=== Written task ===
Convert the material below into a JSON array of strings, with one string for each line and no entries for blank lines.

[Annotated coordinate records]
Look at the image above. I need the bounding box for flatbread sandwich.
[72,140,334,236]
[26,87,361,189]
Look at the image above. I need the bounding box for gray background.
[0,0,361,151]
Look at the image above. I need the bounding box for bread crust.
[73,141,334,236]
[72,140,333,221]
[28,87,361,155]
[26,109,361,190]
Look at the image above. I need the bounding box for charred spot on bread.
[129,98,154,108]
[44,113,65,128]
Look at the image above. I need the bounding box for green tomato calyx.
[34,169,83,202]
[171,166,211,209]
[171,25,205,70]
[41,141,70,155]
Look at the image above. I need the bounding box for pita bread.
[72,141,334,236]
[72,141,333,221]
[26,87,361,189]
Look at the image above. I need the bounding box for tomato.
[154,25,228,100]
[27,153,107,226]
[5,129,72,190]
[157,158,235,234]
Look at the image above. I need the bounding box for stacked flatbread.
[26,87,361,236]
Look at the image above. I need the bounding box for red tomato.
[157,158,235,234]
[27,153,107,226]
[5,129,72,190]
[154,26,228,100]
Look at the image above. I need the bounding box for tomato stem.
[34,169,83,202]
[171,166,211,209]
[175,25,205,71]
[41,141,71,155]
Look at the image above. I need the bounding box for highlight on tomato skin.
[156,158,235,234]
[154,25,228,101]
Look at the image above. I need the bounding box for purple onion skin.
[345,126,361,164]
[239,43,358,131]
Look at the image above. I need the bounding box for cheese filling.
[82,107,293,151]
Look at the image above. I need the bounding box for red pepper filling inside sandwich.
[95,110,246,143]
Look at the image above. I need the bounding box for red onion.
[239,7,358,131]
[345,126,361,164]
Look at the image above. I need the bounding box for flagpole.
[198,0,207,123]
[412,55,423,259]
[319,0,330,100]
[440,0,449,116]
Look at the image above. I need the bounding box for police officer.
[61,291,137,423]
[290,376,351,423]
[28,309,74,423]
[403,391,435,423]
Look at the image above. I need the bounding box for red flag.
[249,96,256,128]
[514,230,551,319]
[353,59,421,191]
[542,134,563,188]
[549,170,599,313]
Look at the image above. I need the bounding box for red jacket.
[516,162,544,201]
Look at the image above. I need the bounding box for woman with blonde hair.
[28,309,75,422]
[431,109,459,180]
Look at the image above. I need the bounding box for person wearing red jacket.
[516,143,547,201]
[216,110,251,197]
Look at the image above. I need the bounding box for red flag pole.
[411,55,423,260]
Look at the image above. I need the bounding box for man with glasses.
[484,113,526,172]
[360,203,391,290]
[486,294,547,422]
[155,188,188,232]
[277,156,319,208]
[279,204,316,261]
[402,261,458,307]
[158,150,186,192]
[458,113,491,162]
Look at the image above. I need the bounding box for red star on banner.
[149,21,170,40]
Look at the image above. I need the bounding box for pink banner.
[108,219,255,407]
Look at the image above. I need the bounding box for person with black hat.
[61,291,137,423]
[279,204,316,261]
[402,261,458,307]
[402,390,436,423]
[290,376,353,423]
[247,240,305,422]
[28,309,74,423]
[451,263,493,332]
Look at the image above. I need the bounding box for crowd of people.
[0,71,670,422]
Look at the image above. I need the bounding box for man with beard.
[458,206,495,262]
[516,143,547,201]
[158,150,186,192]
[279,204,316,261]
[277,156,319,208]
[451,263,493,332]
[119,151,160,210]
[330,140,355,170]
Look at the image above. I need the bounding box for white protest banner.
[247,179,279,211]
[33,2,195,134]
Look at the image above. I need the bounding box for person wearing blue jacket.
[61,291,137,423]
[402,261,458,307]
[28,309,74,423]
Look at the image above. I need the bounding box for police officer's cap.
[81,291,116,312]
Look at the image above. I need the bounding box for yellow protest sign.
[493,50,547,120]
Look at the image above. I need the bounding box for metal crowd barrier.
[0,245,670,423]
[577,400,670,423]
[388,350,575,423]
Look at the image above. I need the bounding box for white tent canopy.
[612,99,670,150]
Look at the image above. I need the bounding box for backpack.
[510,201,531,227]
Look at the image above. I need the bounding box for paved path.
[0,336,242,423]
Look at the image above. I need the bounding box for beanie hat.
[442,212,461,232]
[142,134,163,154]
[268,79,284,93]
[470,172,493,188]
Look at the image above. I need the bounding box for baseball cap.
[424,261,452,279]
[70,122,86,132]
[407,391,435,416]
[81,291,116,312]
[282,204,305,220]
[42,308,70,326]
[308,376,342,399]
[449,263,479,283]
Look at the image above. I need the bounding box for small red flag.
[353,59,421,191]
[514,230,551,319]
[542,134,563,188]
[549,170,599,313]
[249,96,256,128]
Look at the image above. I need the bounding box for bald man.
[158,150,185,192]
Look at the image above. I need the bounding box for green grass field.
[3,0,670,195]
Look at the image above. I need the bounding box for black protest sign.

=== Result ===
[
  "Look at the image above. I need the bounding box for flatbread sandwich.",
  "[72,140,334,236]",
  "[26,87,361,189]",
  "Look at the image above. I need the bounding box for gray background.",
  "[0,0,361,151]",
  "Look at the image above. I need the bounding box for bread crust.",
  "[73,141,334,236]",
  "[72,140,333,221]",
  "[28,87,361,155]",
  "[26,109,361,190]",
  "Look at the image above. I need the bounding box for charred spot on bread.",
  "[129,98,154,108]",
  "[44,113,65,128]",
  "Look at the image above. I need the bounding box for green tomato calyx.",
  "[34,169,83,202]",
  "[171,166,211,209]",
  "[171,25,205,70]",
  "[41,141,70,155]",
  "Look at the image above. I need the bounding box for pita bread.",
  "[72,141,334,236]",
  "[72,141,333,221]",
  "[26,87,361,189]",
  "Look at the image above. I need the bounding box for tomato.",
  "[154,25,228,100]",
  "[27,153,107,226]",
  "[5,129,72,190]",
  "[157,158,235,234]",
  "Look at the image above. I need the bounding box for stacked flatbread.",
  "[26,87,361,236]",
  "Look at the image above. I need the bounding box for red tomato.",
  "[157,158,235,234]",
  "[27,153,107,226]",
  "[5,129,72,190]",
  "[154,26,228,100]",
  "Look at the image above. I need the bounding box for tomato stem.",
  "[34,169,83,202]",
  "[171,166,211,209]",
  "[175,25,205,71]",
  "[41,141,71,155]",
  "Look at the image above. I need the bounding box for highlight on tomato skin.",
  "[156,158,235,234]",
  "[154,25,228,101]",
  "Look at the image above. I need the bounding box for purple onion skin.",
  "[345,126,361,164]",
  "[239,43,358,131]",
  "Look at the image above. I need the bounding box for cheese filling.",
  "[82,107,293,151]",
  "Look at the image above. I need the bounding box for red pepper filling inside sandwich.",
  "[95,110,246,143]",
  "Look at the image above. I need the bounding box for red onion.",
  "[239,7,358,131]",
  "[345,126,361,164]",
  "Look at the image above. I need the bounding box for flagpole.",
  "[198,0,207,123]",
  "[412,55,423,259]",
  "[319,0,330,100]",
  "[440,0,449,116]",
  "Look at the image above. I need the bounding box for police officer.",
  "[61,291,137,423]",
  "[290,376,351,423]",
  "[28,309,74,423]",
  "[403,391,435,423]",
  "Look at the image above. I need the bounding box for red flag.",
  "[249,96,256,128]",
  "[514,230,551,319]",
  "[353,59,421,191]",
  "[542,134,563,188]",
  "[549,170,599,313]",
  "Look at the image above. I need the bounding box for red jacket.",
  "[516,162,544,201]",
  "Look at the image above. I need the bounding box for woman with blonde hair.",
  "[28,309,75,422]",
  "[431,109,459,180]",
  "Look at the image above. I need the bounding box for person wearing red jacket.",
  "[516,143,547,201]",
  "[216,110,251,197]",
  "Look at the image above. I need the bounding box for red flag pole.",
  "[411,55,423,260]",
  "Look at the image above. I need the bounding box for man with glasses.",
  "[484,113,526,172]",
  "[360,203,391,290]",
  "[486,294,547,422]",
  "[155,188,188,232]",
  "[277,156,319,208]",
  "[279,204,316,261]",
  "[402,261,458,307]",
  "[158,150,186,192]",
  "[458,113,491,162]",
  "Look at the image above. I need the bounding box for red star on banner.",
  "[149,21,170,40]",
  "Look at the image above. I need the bounding box for pink banner.",
  "[108,219,255,407]",
  "Look at the image above. I need the bounding box for person with black hat.",
  "[61,291,137,423]",
  "[279,204,316,261]",
  "[402,261,458,307]",
  "[402,390,436,423]",
  "[290,376,353,423]",
  "[247,240,305,422]",
  "[28,309,74,423]",
  "[451,263,493,332]",
  "Look at the image above. I need the bounding box for crowd of people.",
  "[0,71,670,422]",
  "Look at the image above. I need the bounding box for man with beard.",
  "[458,206,495,262]",
  "[516,143,547,201]",
  "[158,150,186,192]",
  "[279,204,316,261]",
  "[277,156,319,208]",
  "[451,263,493,332]",
  "[119,151,160,210]",
  "[330,140,355,170]",
  "Look at the image above. I need the bounding box for white protest banner.",
  "[247,179,279,211]",
  "[33,2,195,134]",
  "Look at the image above. I need the bounding box for person wearing blue jacket.",
  "[61,291,137,423]",
  "[402,261,458,307]",
  "[28,309,74,423]",
  "Look at the image above. I need the bounding box for police officer's cap.",
  "[81,291,116,312]",
  "Look at the image above. I need the bounding box for yellow protest sign.",
  "[493,50,547,120]",
  "Look at the image above. I need the bounding box for metal crowd barrier.",
  "[0,245,670,423]",
  "[577,400,670,423]",
  "[388,350,575,423]",
  "Look at the image above. I need the bounding box for white tent canopy.",
  "[612,99,670,150]",
  "Look at the image above. I need the bounding box for backpack.",
  "[510,201,531,227]",
  "Look at the image above. I need the bounding box for paved path.",
  "[0,336,242,423]",
  "Look at the image above. I need the bounding box for beanie hat.",
  "[442,212,461,232]",
  "[142,134,163,154]",
  "[268,79,284,93]",
  "[470,172,493,188]",
  "Look at the image above. I need the bounding box for baseball cap.",
  "[424,261,452,279]",
  "[70,122,86,132]",
  "[407,391,435,416]",
  "[81,291,116,312]",
  "[282,204,305,220]",
  "[42,308,70,326]",
  "[308,376,342,399]",
  "[449,263,479,283]",
  "Look at the image above. I need the bounding box for small red flag.",
  "[353,59,421,191]",
  "[514,230,551,319]",
  "[542,134,563,188]",
  "[549,170,599,313]",
  "[249,96,256,128]",
  "Look at the image above. I need the bounding box for bald man.",
  "[158,150,185,192]",
  "Look at the image above. I need the bounding box for green grass field.",
  "[3,0,670,195]",
  "Look at the image above. I need the bounding box for black protest sign."
]